(begin)

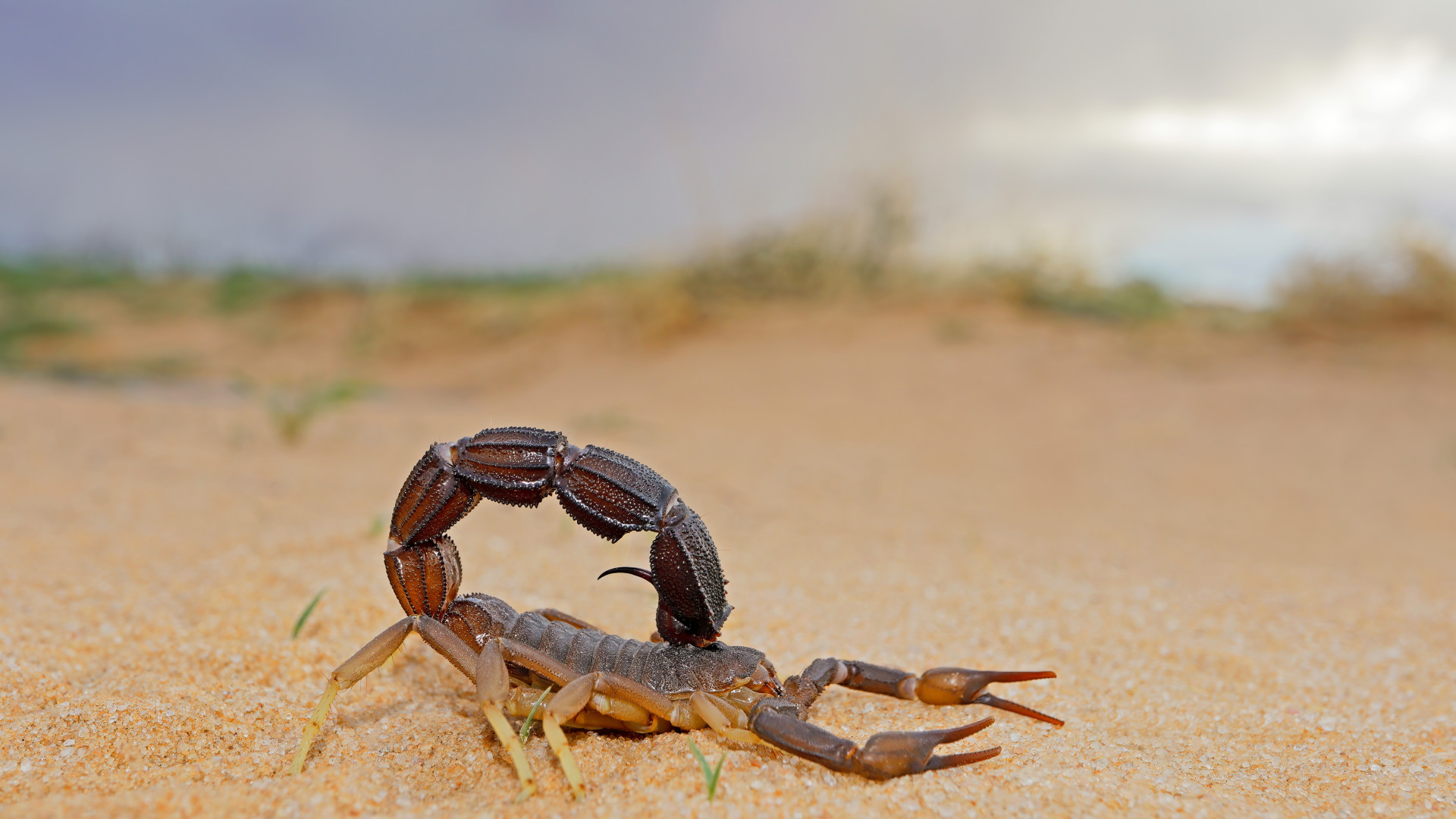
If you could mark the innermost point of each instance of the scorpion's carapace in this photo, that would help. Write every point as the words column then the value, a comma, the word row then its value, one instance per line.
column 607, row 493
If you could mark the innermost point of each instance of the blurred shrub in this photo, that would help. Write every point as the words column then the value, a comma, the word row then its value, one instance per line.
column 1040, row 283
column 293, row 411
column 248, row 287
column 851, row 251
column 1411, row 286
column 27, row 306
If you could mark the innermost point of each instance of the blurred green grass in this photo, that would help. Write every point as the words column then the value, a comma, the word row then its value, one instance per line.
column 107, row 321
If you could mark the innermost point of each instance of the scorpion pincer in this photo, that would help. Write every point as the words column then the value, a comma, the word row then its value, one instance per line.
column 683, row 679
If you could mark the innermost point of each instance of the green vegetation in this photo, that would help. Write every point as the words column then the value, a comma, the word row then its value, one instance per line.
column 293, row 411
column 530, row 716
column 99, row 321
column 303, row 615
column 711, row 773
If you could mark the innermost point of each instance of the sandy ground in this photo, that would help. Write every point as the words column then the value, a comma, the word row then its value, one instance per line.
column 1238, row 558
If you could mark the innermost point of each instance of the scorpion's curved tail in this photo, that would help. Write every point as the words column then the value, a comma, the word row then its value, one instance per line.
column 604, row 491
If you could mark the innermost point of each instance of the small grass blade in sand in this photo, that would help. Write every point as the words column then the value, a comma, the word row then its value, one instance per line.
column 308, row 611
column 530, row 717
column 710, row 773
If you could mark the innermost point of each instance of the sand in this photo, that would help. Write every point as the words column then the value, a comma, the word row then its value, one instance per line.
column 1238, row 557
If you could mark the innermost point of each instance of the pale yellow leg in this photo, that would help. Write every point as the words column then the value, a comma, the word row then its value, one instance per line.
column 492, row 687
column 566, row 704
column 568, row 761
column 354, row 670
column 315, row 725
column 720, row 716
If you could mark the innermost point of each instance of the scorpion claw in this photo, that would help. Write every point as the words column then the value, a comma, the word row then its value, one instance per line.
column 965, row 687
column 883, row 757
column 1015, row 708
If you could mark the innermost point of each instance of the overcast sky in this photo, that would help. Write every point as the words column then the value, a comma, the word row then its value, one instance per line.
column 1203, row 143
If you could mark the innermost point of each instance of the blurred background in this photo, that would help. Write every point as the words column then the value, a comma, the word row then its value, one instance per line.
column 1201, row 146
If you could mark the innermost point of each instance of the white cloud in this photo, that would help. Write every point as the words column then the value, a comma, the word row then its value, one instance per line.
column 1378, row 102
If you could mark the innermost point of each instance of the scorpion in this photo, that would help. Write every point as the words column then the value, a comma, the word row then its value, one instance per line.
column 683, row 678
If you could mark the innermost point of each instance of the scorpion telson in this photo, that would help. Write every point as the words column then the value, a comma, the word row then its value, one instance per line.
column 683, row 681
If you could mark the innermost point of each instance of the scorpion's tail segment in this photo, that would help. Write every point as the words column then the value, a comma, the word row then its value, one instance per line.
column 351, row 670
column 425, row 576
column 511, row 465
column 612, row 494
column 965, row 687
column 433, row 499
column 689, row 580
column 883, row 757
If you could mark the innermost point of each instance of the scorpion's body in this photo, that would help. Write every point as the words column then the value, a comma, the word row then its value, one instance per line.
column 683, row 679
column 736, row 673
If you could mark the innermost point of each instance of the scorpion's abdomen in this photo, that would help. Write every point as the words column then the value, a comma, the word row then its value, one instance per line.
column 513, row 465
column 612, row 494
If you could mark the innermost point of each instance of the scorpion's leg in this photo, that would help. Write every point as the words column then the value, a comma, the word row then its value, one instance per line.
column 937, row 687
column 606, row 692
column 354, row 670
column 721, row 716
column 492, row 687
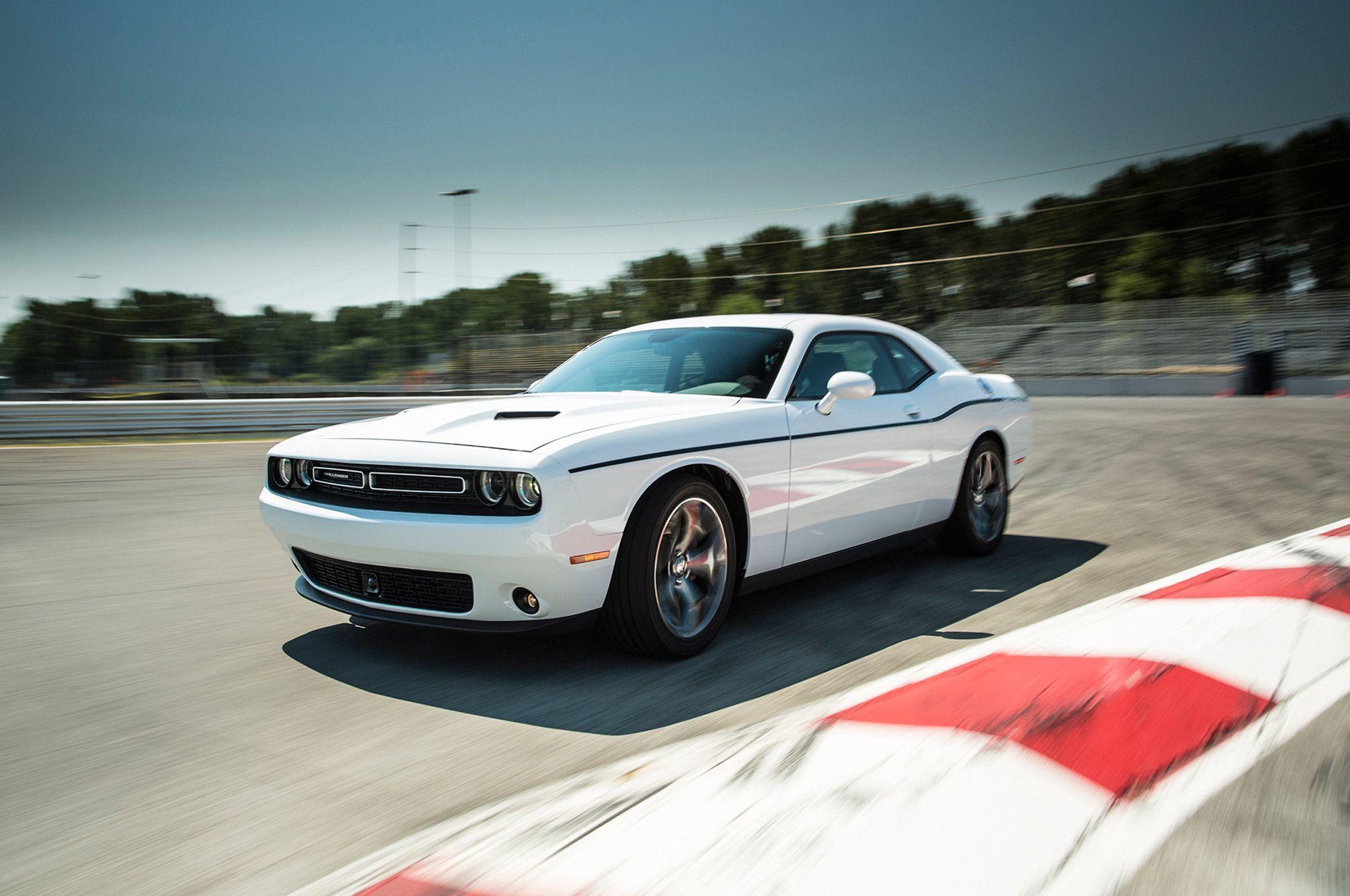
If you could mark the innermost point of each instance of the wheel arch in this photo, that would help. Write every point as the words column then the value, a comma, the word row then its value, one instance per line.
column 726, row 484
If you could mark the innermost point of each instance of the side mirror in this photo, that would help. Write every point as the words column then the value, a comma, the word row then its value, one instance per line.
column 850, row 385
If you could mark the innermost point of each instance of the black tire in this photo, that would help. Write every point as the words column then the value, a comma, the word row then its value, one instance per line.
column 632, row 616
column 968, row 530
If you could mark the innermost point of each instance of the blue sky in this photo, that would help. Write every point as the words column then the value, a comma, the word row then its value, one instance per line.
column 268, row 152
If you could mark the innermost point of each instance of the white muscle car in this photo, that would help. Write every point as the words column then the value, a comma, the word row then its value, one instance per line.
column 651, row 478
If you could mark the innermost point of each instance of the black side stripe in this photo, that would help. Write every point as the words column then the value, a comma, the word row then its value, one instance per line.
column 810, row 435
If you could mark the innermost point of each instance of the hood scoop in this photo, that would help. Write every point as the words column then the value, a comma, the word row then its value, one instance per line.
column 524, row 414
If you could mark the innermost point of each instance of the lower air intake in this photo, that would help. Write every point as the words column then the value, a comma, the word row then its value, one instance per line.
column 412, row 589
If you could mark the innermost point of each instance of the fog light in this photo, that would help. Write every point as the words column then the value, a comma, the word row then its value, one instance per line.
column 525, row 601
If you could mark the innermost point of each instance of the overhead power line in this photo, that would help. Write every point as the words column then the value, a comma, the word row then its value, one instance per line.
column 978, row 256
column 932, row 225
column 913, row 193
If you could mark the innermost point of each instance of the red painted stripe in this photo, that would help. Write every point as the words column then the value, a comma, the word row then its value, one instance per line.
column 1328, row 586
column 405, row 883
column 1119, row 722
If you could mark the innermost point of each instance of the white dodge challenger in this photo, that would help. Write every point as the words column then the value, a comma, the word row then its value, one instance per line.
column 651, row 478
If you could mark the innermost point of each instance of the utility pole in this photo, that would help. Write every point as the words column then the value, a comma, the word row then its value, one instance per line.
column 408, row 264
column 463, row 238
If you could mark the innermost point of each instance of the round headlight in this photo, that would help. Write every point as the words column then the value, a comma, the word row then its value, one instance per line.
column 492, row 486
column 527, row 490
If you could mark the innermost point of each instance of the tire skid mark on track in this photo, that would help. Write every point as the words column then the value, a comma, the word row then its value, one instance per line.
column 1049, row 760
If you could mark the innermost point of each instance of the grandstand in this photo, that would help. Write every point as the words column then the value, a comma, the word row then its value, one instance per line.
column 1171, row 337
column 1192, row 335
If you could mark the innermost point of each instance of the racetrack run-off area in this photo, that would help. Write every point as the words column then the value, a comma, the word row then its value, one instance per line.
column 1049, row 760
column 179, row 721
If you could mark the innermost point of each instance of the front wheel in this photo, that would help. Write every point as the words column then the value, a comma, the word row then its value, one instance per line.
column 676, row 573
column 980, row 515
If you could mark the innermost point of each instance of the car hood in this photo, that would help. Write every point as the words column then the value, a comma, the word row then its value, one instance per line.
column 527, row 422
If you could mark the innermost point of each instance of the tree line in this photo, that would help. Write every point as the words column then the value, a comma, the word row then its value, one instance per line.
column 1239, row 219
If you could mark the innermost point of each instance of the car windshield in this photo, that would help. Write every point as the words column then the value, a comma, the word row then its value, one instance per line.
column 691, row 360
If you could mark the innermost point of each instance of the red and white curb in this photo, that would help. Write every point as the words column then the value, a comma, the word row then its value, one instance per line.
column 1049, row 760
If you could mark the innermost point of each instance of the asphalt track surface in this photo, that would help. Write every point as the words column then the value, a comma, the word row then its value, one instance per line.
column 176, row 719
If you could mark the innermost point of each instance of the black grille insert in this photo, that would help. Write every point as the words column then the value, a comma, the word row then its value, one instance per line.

(end)

Copy out, word for word, the stretch of lines above from the one containing "the scorpion's leg" through the one containing "column 810, row 435", with both of those lines included. Leave out the pictures.

If you could mark the innermost point of each instance of the scorpion's leg in this photo, that would help. Write every point as the words column then the value, a comma, the word row then its value, one instance per line.
column 937, row 687
column 606, row 692
column 354, row 670
column 721, row 716
column 492, row 687
If you could mark the innermost point of each instance of the wheel arch in this photo, that would help. Write every point as the words column then the value, a comma, the word row then its value, one instance per line.
column 726, row 484
If you could mark the innermost point of each instance of the side mirror in this photo, that would help. Write every point as the words column then the value, a comma, the word row then its value, one instance per line.
column 850, row 385
If you could mark the innermost point of each instance of the black tire in this photo, that would help. Write every point as the words column then the value, a comma, the word row then its value, one instance per line.
column 632, row 616
column 968, row 530
If you could mark the innermost point of each instance of the blue sky in this photo, that would help. Write every point as the words column then the value, a comma, the word row then its value, one instance per line.
column 268, row 152
If you could mark the innermost point of each instance of the white muscle car in this photo, that would help. Write every point as the words column then the value, a comma, the word row then its value, one instance per line.
column 651, row 478
If you could mark the innermost point of each instance of the black side stripe in this photo, that would help. Write every point as the words column then the value, a comma, the word row then its value, one instance per line.
column 810, row 435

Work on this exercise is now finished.